_Records to process:_
····················

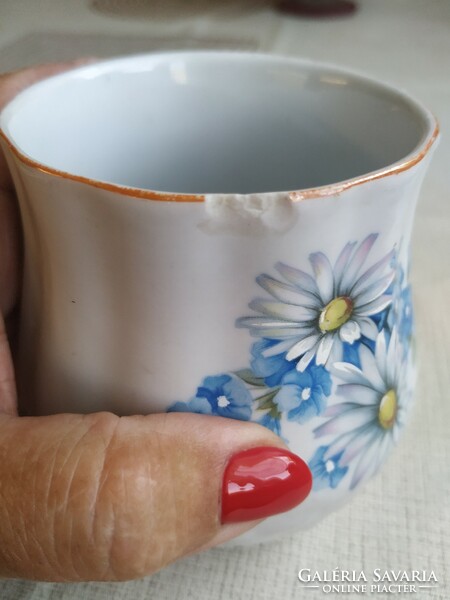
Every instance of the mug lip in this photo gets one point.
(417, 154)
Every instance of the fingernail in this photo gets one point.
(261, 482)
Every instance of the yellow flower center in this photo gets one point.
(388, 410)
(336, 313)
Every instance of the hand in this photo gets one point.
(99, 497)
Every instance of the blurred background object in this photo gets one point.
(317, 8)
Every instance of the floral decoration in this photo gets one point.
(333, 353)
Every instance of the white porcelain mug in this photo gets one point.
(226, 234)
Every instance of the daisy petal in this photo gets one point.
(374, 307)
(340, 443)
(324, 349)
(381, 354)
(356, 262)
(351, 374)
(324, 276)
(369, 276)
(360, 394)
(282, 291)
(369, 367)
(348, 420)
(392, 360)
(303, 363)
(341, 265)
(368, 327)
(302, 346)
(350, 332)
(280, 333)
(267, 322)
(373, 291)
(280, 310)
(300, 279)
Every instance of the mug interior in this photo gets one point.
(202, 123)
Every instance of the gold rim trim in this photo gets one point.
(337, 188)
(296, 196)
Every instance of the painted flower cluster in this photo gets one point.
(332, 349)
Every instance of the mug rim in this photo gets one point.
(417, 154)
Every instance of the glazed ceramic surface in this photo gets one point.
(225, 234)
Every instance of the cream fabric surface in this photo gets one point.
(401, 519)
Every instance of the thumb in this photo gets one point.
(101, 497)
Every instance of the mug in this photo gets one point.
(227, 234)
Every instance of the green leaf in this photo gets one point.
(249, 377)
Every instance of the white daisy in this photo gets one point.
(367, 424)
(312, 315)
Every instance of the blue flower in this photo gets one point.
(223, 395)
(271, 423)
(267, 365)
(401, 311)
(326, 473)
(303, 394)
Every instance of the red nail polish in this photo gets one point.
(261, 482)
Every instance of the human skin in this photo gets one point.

····················

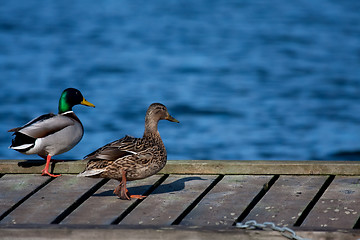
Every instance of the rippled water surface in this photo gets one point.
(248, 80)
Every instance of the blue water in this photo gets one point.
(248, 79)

····················

_Exercise aim:_
The lines above from the one containing "Every instance of the thumb" through the one containing "Every instance of the human" are to be set down exactly, and no others.

_Solved exercise:_
Every instance of the thumb in this photo gets one point.
(101, 497)
Every instance of the mug in this photo gets one point.
(227, 234)
Every instance of the green leaf in this photo gets one point.
(249, 377)
Every instance of the white daisy in this photo gets one point.
(367, 424)
(312, 315)
Every instance of the blue flower in this photo gets one point.
(223, 395)
(271, 423)
(267, 365)
(401, 311)
(326, 473)
(303, 394)
Every instance of the red nail polish in this photo gets one point.
(261, 482)
Every instance of the human skin in this photo gets one point.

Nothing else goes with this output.